Верните слово в слово весь текст о ценности необрезанных полей у старых книг.
---------- ИСХОДНЫЙ ТЕКСТ
Я не стану вслед за господином Пеньо вдаваться в тонкости переплетной техники. Скажу лишь, что издавна главным в этой области считается умение сохранить поля; ныне библиофилы так высоко ценят необрезанные поля, что всякая старая книга в виде простой брошюры стоит дороже, чем в самом роскошном переплете. Чем более старая и редкая книга перед нами, тем ценнее ее необрезанные экземпляры.

Г-н Пеньо приводит в пример Гомера в издании Нерли {340} : на распродаже книг г-на де Котта он был продан не за 500–600 франков, как обычно, а за 3601 франк, поскольку не был обрезан. Среди своих ровесниц такая книга может считаться уникальной, и это оправдывает ее неслыханную цену, однако примерно в такой же степени возросли нынче цены на все редкие необрезанные издания, вышедшие до начала XVIII столетия, в особенности на книги Эльзевиров; нетронутые поля ценятся на распродажах в пять-шесть раз дороже, чем переплеты с золотым тиснением. Такие жемчужины полиграфии не всякому по карману.
--------------------
---------- ФРАГМЕНТ ДАННЫХ
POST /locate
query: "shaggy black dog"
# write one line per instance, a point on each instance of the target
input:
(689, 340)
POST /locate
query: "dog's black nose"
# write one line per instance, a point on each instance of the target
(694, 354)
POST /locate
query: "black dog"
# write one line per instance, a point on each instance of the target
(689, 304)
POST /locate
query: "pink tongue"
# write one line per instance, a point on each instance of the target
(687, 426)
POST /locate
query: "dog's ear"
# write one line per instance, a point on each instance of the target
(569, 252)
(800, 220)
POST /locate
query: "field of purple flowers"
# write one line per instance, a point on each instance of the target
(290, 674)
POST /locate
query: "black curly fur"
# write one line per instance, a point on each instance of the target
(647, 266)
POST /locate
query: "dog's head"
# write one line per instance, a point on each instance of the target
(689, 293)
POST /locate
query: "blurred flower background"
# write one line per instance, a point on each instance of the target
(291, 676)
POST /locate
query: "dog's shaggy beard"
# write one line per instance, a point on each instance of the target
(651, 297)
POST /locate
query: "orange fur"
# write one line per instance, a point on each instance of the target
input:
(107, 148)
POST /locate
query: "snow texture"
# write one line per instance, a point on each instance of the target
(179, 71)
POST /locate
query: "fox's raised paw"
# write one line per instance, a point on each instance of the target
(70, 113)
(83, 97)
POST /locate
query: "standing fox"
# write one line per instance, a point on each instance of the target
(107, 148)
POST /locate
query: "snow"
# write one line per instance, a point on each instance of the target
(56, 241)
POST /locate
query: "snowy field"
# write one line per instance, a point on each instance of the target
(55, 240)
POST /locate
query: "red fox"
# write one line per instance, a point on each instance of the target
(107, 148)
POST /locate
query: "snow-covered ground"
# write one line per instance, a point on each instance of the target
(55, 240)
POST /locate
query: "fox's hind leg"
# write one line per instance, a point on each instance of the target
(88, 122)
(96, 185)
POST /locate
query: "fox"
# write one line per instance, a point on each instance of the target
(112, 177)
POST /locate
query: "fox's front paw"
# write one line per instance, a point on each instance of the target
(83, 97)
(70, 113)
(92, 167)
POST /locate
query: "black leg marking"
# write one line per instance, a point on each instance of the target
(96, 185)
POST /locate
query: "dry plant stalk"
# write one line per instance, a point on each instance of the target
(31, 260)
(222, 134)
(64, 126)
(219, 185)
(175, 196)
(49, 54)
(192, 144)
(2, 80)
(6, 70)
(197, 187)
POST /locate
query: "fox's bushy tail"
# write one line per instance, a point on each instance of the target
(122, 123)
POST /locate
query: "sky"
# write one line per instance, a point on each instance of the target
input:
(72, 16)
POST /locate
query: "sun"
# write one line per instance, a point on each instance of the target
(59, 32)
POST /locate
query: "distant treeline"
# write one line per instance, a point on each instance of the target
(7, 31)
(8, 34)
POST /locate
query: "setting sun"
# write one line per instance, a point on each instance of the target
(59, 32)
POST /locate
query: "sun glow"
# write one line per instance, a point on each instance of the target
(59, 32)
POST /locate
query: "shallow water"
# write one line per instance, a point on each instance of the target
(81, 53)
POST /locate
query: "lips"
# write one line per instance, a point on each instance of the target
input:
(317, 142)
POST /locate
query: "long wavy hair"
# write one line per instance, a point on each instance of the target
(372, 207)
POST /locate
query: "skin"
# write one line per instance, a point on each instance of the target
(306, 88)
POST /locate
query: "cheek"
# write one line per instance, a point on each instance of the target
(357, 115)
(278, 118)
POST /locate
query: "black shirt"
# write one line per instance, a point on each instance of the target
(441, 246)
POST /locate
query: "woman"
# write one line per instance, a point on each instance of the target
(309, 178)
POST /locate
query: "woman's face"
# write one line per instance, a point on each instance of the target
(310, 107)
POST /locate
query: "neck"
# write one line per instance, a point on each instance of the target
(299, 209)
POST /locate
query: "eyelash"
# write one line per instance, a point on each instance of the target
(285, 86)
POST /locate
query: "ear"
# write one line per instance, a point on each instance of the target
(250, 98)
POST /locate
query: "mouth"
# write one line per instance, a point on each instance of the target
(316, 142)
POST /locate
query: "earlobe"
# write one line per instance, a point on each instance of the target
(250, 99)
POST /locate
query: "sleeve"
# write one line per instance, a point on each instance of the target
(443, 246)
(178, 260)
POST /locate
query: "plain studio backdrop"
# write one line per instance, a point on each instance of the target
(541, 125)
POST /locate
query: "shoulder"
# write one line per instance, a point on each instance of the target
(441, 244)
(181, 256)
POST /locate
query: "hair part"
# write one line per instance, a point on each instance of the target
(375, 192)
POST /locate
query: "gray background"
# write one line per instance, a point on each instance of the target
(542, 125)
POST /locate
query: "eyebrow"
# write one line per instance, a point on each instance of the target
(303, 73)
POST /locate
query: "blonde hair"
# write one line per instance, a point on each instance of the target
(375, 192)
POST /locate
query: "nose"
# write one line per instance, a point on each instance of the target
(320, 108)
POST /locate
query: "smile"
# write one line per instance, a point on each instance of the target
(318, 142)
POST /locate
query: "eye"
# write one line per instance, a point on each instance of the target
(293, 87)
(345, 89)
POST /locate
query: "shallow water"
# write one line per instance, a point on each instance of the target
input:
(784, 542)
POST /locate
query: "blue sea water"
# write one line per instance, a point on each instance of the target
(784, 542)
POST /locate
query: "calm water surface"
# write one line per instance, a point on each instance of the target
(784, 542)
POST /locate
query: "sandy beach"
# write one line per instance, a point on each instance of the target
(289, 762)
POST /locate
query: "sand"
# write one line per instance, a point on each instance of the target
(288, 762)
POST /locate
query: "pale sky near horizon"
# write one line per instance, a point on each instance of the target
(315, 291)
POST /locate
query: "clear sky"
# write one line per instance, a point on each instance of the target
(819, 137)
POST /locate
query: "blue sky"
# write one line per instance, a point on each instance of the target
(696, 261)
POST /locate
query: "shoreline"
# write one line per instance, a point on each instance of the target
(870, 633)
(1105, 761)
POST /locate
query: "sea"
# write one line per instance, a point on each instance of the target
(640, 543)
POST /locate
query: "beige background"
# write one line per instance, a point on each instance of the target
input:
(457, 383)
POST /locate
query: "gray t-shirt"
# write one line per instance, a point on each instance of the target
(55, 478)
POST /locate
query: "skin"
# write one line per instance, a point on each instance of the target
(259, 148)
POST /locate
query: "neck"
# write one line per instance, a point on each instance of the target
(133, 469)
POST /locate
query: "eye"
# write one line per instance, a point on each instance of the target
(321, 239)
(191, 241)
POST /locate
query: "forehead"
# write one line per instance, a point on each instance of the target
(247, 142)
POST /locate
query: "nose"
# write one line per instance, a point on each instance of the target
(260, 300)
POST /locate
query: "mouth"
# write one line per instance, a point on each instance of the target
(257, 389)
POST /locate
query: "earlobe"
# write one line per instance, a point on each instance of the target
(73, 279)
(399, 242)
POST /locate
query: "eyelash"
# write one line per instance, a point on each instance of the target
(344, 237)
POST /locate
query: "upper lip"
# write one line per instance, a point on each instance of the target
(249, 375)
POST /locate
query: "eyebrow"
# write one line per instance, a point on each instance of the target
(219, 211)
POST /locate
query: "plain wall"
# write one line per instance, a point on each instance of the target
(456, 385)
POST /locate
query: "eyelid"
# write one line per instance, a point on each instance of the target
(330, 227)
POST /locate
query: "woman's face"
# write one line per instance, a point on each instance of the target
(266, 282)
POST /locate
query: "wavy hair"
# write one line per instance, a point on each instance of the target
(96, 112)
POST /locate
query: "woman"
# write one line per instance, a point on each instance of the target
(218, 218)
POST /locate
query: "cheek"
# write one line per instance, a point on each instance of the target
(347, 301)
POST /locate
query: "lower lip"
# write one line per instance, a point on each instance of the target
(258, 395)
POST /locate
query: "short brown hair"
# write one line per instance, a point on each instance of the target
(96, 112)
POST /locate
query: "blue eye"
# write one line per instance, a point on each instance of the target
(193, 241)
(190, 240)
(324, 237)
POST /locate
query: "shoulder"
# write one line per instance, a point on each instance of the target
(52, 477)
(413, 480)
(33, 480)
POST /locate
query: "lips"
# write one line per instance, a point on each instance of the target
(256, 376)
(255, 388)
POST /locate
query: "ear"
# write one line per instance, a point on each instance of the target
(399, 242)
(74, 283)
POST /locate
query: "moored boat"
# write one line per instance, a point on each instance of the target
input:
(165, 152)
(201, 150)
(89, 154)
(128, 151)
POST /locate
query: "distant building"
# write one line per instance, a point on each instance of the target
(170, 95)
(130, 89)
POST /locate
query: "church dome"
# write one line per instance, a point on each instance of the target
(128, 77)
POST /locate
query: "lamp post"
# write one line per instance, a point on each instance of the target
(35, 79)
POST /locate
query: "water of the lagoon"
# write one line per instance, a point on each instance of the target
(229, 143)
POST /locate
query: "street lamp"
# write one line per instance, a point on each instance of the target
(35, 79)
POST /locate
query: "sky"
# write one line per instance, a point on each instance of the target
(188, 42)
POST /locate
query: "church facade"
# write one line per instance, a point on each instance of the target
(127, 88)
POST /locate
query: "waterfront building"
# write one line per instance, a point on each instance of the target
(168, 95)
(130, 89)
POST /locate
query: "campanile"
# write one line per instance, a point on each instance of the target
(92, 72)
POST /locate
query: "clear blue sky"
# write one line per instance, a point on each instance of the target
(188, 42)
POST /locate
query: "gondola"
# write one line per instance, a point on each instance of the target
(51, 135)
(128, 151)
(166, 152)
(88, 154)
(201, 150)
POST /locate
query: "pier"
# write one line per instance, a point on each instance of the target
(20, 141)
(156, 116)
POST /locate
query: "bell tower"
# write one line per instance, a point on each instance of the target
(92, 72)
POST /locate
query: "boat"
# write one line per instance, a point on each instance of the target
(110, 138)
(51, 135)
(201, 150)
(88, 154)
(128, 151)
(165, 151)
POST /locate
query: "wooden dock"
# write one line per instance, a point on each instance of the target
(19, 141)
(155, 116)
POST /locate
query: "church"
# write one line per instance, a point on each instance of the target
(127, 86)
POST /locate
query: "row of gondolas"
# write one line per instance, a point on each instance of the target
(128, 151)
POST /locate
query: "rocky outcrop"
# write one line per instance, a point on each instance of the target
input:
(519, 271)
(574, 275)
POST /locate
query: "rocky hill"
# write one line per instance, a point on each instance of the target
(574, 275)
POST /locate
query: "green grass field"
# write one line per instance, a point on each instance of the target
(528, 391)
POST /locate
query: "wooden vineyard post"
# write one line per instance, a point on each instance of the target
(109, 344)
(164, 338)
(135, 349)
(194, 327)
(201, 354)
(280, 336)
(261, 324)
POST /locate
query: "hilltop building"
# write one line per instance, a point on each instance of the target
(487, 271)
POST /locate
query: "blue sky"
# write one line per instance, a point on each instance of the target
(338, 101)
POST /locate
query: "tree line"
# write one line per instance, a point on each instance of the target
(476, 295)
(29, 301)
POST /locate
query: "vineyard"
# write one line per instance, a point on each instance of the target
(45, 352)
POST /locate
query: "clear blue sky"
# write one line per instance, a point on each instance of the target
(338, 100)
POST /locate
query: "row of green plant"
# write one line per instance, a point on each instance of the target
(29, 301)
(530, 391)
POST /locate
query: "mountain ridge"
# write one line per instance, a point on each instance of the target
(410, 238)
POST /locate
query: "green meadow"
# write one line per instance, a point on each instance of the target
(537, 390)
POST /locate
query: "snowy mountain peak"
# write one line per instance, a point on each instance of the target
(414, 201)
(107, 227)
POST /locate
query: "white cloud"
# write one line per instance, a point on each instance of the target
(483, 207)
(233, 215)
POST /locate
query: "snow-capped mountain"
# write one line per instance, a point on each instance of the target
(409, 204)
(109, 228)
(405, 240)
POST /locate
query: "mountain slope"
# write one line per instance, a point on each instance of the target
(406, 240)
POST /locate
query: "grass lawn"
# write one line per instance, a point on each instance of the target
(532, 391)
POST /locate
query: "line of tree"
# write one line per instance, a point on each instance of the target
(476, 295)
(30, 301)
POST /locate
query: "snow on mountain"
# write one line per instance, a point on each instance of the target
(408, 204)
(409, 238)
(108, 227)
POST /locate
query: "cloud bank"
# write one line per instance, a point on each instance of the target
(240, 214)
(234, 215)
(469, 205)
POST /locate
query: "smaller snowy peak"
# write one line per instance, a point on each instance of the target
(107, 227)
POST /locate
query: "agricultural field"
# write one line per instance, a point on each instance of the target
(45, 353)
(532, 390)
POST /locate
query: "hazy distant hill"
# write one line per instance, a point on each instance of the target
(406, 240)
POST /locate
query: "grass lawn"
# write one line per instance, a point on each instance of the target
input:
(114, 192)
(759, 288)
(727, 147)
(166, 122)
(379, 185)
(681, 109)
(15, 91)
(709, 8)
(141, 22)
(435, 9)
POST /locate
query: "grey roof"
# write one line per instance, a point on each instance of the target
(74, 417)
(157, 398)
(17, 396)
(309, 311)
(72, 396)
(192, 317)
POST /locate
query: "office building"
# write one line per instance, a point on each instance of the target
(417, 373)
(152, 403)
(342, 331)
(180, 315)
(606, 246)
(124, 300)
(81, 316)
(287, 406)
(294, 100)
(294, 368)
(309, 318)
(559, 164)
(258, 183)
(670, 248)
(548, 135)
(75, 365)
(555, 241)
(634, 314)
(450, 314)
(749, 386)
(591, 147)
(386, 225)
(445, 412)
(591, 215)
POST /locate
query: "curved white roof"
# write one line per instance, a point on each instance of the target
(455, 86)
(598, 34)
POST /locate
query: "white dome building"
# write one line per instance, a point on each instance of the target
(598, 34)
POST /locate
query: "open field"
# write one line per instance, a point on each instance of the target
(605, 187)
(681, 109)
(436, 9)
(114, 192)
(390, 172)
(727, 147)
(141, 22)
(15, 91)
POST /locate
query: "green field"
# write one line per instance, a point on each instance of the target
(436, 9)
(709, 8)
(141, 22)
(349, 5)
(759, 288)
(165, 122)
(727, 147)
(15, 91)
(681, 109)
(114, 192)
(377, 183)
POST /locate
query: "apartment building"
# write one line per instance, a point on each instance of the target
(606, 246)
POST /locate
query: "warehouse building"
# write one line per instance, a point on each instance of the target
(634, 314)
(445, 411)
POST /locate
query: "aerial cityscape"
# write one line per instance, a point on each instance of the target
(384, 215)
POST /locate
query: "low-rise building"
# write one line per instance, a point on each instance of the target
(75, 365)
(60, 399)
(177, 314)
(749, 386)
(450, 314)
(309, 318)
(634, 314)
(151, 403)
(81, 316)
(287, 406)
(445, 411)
--------------------
▶ _ОТВЕТ НИЖЕ_:
Я не стану вслед за господином Пеньо вдаваться в тонкости переплетной техники. Скажу лишь, что издавна главным в этой области считается умение сохранить поля; ныне библиофилы так высоко ценят необрезанные поля, что всякая старая книга в виде простой брошюры стоит дороже, чем в самом роскошном переплете. Чем более старая и редкая книга перед нами, тем ценнее ее необрезанные экземпляры.

Г-н Пеньо приводит в пример Гомера в издании Нерли {340} : на распродаже книг г-на де Котта он был продан не за 500–600 франков, как обычно, а за 3601 франк, поскольку не был обрезан. Среди своих ровесниц такая книга может считаться уникальной, и это оправдывает ее неслыханную цену, однако примерно в такой же степени возросли нынче цены на все редкие необрезанные издания, вышедшие до начала XVIII столетия, в особенности на книги Эльзевиров; нетронутые поля ценятся на распродажах в пять-шесть раз дороже, чем переплеты с золотым тиснением. Такие жемчужины полиграфии не всякому по карману.